■ Stored items:
________________________________________

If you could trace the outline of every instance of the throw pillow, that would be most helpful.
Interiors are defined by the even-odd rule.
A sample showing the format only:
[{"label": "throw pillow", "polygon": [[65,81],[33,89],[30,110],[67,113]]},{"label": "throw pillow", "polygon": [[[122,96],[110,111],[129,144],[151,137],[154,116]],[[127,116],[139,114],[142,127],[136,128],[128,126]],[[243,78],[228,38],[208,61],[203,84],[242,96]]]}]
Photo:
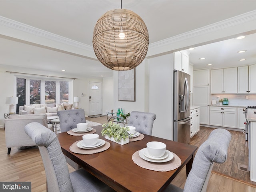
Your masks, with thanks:
[{"label": "throw pillow", "polygon": [[34,113],[38,114],[38,113],[46,113],[46,110],[45,107],[40,107],[39,108],[33,108]]},{"label": "throw pillow", "polygon": [[64,107],[62,105],[60,105],[58,108],[58,111],[61,111],[62,110],[65,110]]},{"label": "throw pillow", "polygon": [[24,110],[28,112],[28,114],[34,114],[34,111],[32,107],[28,105],[24,105]]},{"label": "throw pillow", "polygon": [[58,111],[58,107],[46,107],[46,111],[48,113],[56,113]]},{"label": "throw pillow", "polygon": [[69,104],[68,103],[64,104],[64,108],[65,108],[66,110],[71,109],[72,106],[73,106],[73,104]]}]

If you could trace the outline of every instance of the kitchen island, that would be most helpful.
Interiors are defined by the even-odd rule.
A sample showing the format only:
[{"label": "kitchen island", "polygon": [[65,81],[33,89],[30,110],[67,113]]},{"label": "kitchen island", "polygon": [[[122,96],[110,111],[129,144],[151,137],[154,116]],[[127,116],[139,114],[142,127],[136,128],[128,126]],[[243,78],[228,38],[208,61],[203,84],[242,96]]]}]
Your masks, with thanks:
[{"label": "kitchen island", "polygon": [[248,148],[249,153],[249,167],[250,179],[256,182],[256,109],[248,109],[247,120],[248,125]]}]

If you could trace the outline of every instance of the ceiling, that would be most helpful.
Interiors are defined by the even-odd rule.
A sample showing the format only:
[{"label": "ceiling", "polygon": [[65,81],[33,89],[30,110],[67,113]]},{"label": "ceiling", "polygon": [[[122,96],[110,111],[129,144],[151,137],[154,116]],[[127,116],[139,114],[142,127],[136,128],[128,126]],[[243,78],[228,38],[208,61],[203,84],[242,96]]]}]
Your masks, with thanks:
[{"label": "ceiling", "polygon": [[[1,0],[0,16],[92,47],[97,20],[108,10],[120,8],[120,2]],[[142,18],[150,44],[255,10],[256,1],[122,0],[122,8],[132,10]],[[206,64],[209,63],[212,68],[255,64],[256,43],[253,34],[242,40],[232,38],[198,47],[189,51],[190,62],[196,69],[208,67]],[[95,59],[37,46],[1,35],[0,32],[0,65],[7,68],[14,66],[56,73],[64,69],[62,76],[113,76],[112,70]],[[237,53],[241,50],[247,51]],[[199,60],[201,57],[206,59]],[[247,59],[238,62],[242,58]]]}]

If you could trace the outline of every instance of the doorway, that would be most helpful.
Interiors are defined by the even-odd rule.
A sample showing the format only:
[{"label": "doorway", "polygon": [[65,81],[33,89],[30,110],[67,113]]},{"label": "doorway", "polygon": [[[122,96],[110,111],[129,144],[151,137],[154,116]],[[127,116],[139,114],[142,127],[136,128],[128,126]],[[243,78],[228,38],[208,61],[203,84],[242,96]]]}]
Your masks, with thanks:
[{"label": "doorway", "polygon": [[89,82],[89,115],[101,114],[102,103],[102,83]]}]

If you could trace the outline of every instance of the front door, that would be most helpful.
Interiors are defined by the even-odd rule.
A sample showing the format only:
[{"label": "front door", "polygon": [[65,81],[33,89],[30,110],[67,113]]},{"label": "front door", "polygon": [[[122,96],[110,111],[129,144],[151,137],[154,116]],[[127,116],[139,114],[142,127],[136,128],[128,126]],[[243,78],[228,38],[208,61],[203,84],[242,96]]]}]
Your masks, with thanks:
[{"label": "front door", "polygon": [[102,114],[102,84],[89,82],[89,115]]}]

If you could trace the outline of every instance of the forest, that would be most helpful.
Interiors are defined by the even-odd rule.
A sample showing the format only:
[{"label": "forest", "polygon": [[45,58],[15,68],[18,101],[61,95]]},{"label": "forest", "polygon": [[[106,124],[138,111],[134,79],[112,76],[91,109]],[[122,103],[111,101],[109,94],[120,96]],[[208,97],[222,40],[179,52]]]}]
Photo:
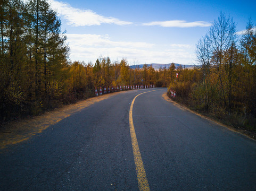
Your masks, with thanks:
[{"label": "forest", "polygon": [[233,19],[221,13],[196,44],[199,66],[192,70],[174,64],[131,69],[126,58],[108,57],[71,62],[61,26],[47,1],[1,0],[1,123],[93,97],[95,87],[155,84],[175,91],[172,99],[193,109],[256,129],[256,32],[250,19],[237,34]]},{"label": "forest", "polygon": [[[199,77],[179,71],[169,84],[175,100],[236,127],[256,131],[256,28],[249,19],[238,33],[233,18],[221,13],[196,44]],[[183,75],[185,76],[183,76]]]}]

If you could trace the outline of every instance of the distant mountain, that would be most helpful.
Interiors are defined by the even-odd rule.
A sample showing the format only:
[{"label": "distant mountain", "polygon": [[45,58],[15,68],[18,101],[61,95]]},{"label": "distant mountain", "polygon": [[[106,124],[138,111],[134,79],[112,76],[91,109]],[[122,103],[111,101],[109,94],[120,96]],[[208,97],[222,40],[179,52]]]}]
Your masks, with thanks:
[{"label": "distant mountain", "polygon": [[[167,68],[168,68],[170,65],[171,64],[171,63],[170,64],[156,64],[156,63],[152,63],[152,64],[147,64],[148,66],[152,65],[154,68],[156,70],[159,70],[161,67],[162,68],[164,68],[164,67],[166,67]],[[130,66],[130,68],[142,68],[143,67],[143,66],[145,64],[138,64],[138,65],[131,65]],[[181,65],[183,68],[188,68],[188,69],[192,69],[193,68],[195,65],[188,65],[188,64],[174,64],[175,65],[175,67],[177,68],[178,66]]]}]

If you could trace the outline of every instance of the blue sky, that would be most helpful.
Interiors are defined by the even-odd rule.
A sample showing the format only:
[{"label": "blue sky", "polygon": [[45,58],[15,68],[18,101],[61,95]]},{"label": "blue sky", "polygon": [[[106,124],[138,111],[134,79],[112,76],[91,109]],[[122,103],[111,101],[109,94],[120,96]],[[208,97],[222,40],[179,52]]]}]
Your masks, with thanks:
[{"label": "blue sky", "polygon": [[220,12],[238,32],[250,17],[256,23],[255,1],[49,1],[67,30],[70,59],[86,63],[109,56],[130,65],[195,64],[195,44]]}]

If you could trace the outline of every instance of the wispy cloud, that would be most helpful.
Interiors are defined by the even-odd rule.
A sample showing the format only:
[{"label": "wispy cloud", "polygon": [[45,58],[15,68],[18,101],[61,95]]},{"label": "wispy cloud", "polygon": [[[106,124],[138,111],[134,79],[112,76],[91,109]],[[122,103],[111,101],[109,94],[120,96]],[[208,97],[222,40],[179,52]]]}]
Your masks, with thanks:
[{"label": "wispy cloud", "polygon": [[194,56],[194,47],[189,45],[159,45],[144,42],[115,41],[108,34],[67,34],[70,59],[94,63],[101,55],[111,59],[127,57],[130,63],[135,59],[141,64],[172,62],[188,64]]},{"label": "wispy cloud", "polygon": [[159,25],[163,27],[179,27],[179,28],[189,28],[189,27],[207,27],[211,26],[211,23],[204,21],[186,22],[183,20],[172,20],[166,21],[153,21],[149,23],[142,24],[145,26]]},{"label": "wispy cloud", "polygon": [[52,7],[68,21],[67,24],[74,27],[99,25],[103,23],[119,25],[131,24],[131,22],[121,21],[112,17],[105,17],[89,10],[74,8],[68,3],[50,0]]},{"label": "wispy cloud", "polygon": [[[254,32],[256,33],[256,27],[253,27],[252,29],[252,31],[254,31]],[[236,32],[236,34],[237,35],[243,35],[243,34],[245,33],[246,32],[247,30],[243,30],[242,31],[238,31]]]},{"label": "wispy cloud", "polygon": [[67,34],[68,41],[70,44],[79,46],[97,47],[122,47],[128,48],[149,48],[154,44],[143,42],[126,42],[111,41],[108,34]]}]

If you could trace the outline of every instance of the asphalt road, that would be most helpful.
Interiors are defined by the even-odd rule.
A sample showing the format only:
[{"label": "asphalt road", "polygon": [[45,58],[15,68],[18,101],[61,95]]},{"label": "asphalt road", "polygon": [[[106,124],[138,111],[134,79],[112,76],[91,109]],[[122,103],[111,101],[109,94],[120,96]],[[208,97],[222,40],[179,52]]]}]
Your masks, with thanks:
[{"label": "asphalt road", "polygon": [[256,142],[166,101],[116,94],[0,150],[1,190],[137,190],[133,119],[151,190],[256,190]]}]

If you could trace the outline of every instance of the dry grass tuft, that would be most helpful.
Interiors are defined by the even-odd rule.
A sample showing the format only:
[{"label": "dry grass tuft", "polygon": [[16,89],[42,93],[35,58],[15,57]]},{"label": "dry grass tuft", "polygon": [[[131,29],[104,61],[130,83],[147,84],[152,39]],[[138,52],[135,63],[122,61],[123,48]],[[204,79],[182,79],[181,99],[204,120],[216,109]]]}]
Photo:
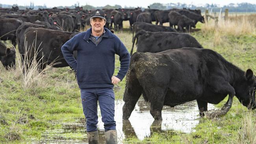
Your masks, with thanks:
[{"label": "dry grass tuft", "polygon": [[256,34],[255,15],[230,17],[227,21],[219,21],[217,28],[215,27],[214,21],[211,20],[202,26],[202,31],[204,33],[213,32],[215,35],[219,33],[234,36],[255,35]]},{"label": "dry grass tuft", "polygon": [[237,144],[256,144],[256,121],[252,110],[244,112],[240,130],[238,131]]}]

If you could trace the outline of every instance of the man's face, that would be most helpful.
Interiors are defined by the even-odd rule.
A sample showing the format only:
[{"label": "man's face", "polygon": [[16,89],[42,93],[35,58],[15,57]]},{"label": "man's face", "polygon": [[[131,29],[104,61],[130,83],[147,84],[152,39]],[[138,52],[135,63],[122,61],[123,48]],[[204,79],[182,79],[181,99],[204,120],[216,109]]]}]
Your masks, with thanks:
[{"label": "man's face", "polygon": [[99,17],[95,17],[91,21],[91,25],[93,30],[96,32],[99,32],[103,30],[104,26],[106,22],[104,19]]}]

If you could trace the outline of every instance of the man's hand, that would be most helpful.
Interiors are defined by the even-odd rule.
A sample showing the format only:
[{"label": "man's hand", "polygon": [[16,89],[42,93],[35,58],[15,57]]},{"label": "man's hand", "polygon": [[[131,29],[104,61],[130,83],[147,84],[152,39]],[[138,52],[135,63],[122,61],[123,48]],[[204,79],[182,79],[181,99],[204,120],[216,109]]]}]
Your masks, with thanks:
[{"label": "man's hand", "polygon": [[114,85],[117,84],[117,83],[121,81],[120,79],[117,78],[115,76],[112,76],[111,79],[112,79],[112,83]]}]

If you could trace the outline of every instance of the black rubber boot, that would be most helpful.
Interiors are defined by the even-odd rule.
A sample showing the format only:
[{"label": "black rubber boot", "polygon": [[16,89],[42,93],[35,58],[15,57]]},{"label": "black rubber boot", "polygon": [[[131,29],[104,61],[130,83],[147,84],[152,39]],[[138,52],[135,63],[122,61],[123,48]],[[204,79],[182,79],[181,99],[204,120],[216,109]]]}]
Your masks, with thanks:
[{"label": "black rubber boot", "polygon": [[117,133],[115,130],[110,130],[105,132],[106,144],[117,144]]},{"label": "black rubber boot", "polygon": [[87,137],[89,144],[99,144],[99,133],[98,131],[87,132]]}]

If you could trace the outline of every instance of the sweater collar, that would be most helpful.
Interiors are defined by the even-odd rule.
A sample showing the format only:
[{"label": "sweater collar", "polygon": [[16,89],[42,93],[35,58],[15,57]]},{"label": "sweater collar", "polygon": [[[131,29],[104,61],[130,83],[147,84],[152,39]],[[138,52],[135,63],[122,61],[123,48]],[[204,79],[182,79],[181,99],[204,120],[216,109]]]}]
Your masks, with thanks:
[{"label": "sweater collar", "polygon": [[[104,33],[103,37],[105,37],[107,38],[112,38],[114,37],[114,34],[113,34],[110,31],[108,30],[106,28],[104,28],[104,30],[106,31],[106,32]],[[91,28],[88,29],[85,33],[85,35],[83,37],[83,39],[86,41],[88,41],[89,40],[89,37],[90,37],[90,35],[91,35]]]}]

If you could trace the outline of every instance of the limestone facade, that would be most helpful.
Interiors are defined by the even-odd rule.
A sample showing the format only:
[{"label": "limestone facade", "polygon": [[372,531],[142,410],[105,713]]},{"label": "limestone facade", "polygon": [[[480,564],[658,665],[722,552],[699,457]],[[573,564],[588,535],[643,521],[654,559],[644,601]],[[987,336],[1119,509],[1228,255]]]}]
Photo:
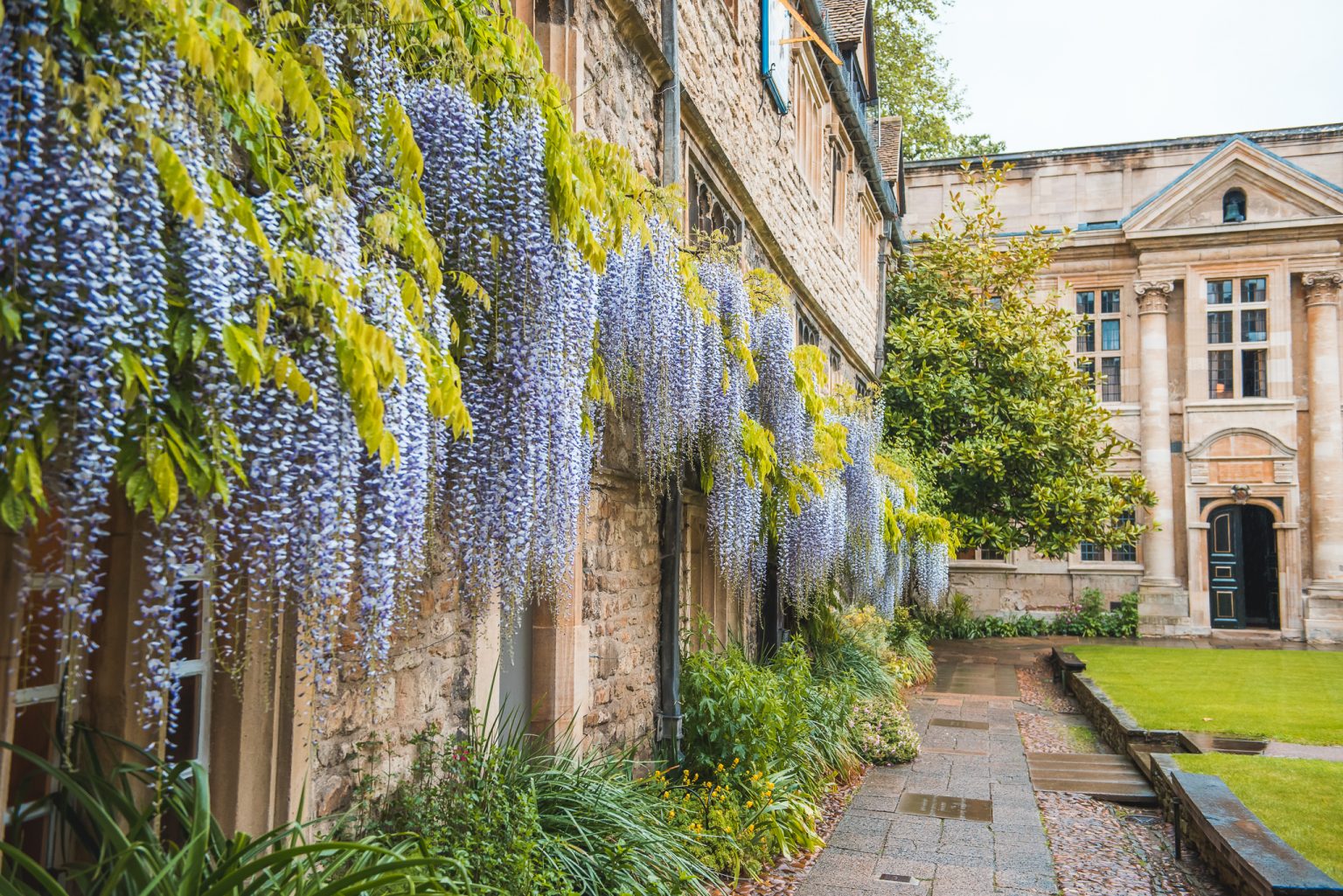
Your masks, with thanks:
[{"label": "limestone facade", "polygon": [[[1065,232],[1041,301],[1158,496],[1128,551],[966,551],[982,611],[1139,591],[1143,631],[1343,639],[1343,125],[1005,153],[1007,232]],[[959,160],[907,163],[916,238]]]},{"label": "limestone facade", "polygon": [[[833,20],[843,30],[834,34],[817,0],[524,0],[518,12],[547,66],[568,85],[580,126],[627,148],[650,179],[681,184],[686,231],[731,231],[747,266],[772,270],[788,287],[798,339],[822,347],[833,375],[861,384],[877,375],[880,265],[897,210],[877,159],[880,130],[868,122],[876,95],[870,3],[831,0],[829,12],[842,1],[843,15]],[[669,8],[674,46],[665,31]],[[796,39],[776,42],[775,51],[786,59],[792,95],[807,99],[804,113],[778,106],[761,77],[764,9],[784,23],[778,38]],[[678,129],[667,129],[669,102],[680,111]],[[184,711],[185,724],[189,751],[212,771],[224,827],[259,832],[293,818],[301,805],[309,815],[337,810],[364,778],[385,782],[407,768],[410,736],[430,724],[459,731],[473,709],[530,711],[539,731],[567,729],[590,748],[650,755],[658,657],[674,647],[659,638],[667,508],[647,488],[631,445],[618,424],[607,427],[569,588],[553,604],[533,607],[517,631],[505,630],[497,609],[466,606],[439,572],[399,629],[380,676],[352,662],[330,680],[301,680],[291,631],[281,633],[279,656],[258,641],[257,661],[238,684],[201,657],[193,666],[199,700]],[[676,539],[678,621],[690,629],[708,618],[721,637],[751,643],[751,603],[719,579],[704,496],[692,486]],[[118,513],[109,549],[115,568],[106,582],[109,604],[125,611],[106,614],[94,633],[98,693],[82,717],[144,742],[130,633],[149,536],[124,508]],[[17,563],[23,553],[20,539],[0,535],[3,607],[42,590],[40,568]],[[0,613],[8,682],[0,688],[0,737],[15,740],[17,731],[20,743],[42,748],[39,721],[55,717],[59,688],[43,681],[38,695],[20,686],[31,684],[17,680],[20,625],[21,614]],[[0,798],[9,778],[4,763]]]}]

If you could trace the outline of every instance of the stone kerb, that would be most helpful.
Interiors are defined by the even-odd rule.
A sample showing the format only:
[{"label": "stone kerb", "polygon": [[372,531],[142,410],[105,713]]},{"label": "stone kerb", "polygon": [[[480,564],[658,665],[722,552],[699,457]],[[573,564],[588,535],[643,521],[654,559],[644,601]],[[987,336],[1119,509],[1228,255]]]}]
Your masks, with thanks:
[{"label": "stone kerb", "polygon": [[1096,727],[1096,733],[1111,750],[1121,756],[1132,756],[1142,768],[1146,763],[1139,760],[1142,754],[1152,752],[1154,747],[1166,747],[1167,752],[1178,750],[1179,732],[1147,729],[1128,715],[1128,711],[1111,700],[1089,676],[1081,674],[1086,664],[1066,650],[1054,652],[1054,662],[1062,670],[1064,686],[1068,689],[1082,712]]},{"label": "stone kerb", "polygon": [[1138,764],[1151,782],[1166,818],[1180,825],[1185,841],[1194,845],[1233,892],[1242,896],[1343,895],[1343,884],[1265,827],[1221,778],[1182,771],[1171,755],[1183,751],[1180,732],[1139,725],[1089,676],[1081,674],[1086,664],[1072,653],[1056,649],[1053,661],[1100,737]]},{"label": "stone kerb", "polygon": [[[1241,896],[1336,896],[1343,884],[1322,872],[1281,837],[1264,826],[1217,775],[1182,771],[1163,755],[1151,763],[1163,785],[1163,807],[1180,826],[1180,837],[1233,892]],[[1175,806],[1175,801],[1179,801]]]}]

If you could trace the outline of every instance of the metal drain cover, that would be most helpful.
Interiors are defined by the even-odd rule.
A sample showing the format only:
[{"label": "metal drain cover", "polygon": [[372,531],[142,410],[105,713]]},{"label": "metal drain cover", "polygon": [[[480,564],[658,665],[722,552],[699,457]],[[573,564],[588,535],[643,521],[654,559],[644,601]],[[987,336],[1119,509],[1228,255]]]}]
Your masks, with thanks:
[{"label": "metal drain cover", "polygon": [[974,731],[988,731],[987,721],[967,721],[964,719],[929,719],[929,725],[941,725],[943,728],[971,728]]},{"label": "metal drain cover", "polygon": [[970,799],[968,797],[935,797],[933,794],[904,794],[896,811],[907,815],[932,815],[933,818],[962,818],[964,821],[992,821],[994,803],[990,799]]}]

________________________________________

■ Task to carry out:
Locate and copy each line of the entries that contains the word "face".

■ Worked solution:
If you could trace the outline of every instance of the man's face, that would be most helpful.
[{"label": "man's face", "polygon": [[16,89],[42,93],[35,58],[15,57]]},{"label": "man's face", "polygon": [[[131,29],[104,61],[130,83],[147,84],[152,39]],[[138,52],[135,63],[122,61],[123,48]],[[204,79],[182,79],[181,99],[204,120],[216,109]]]}]
[{"label": "man's face", "polygon": [[99,17],[95,17],[91,21],[91,25],[93,30],[96,32],[99,32],[103,30],[104,26],[106,22],[104,19]]}]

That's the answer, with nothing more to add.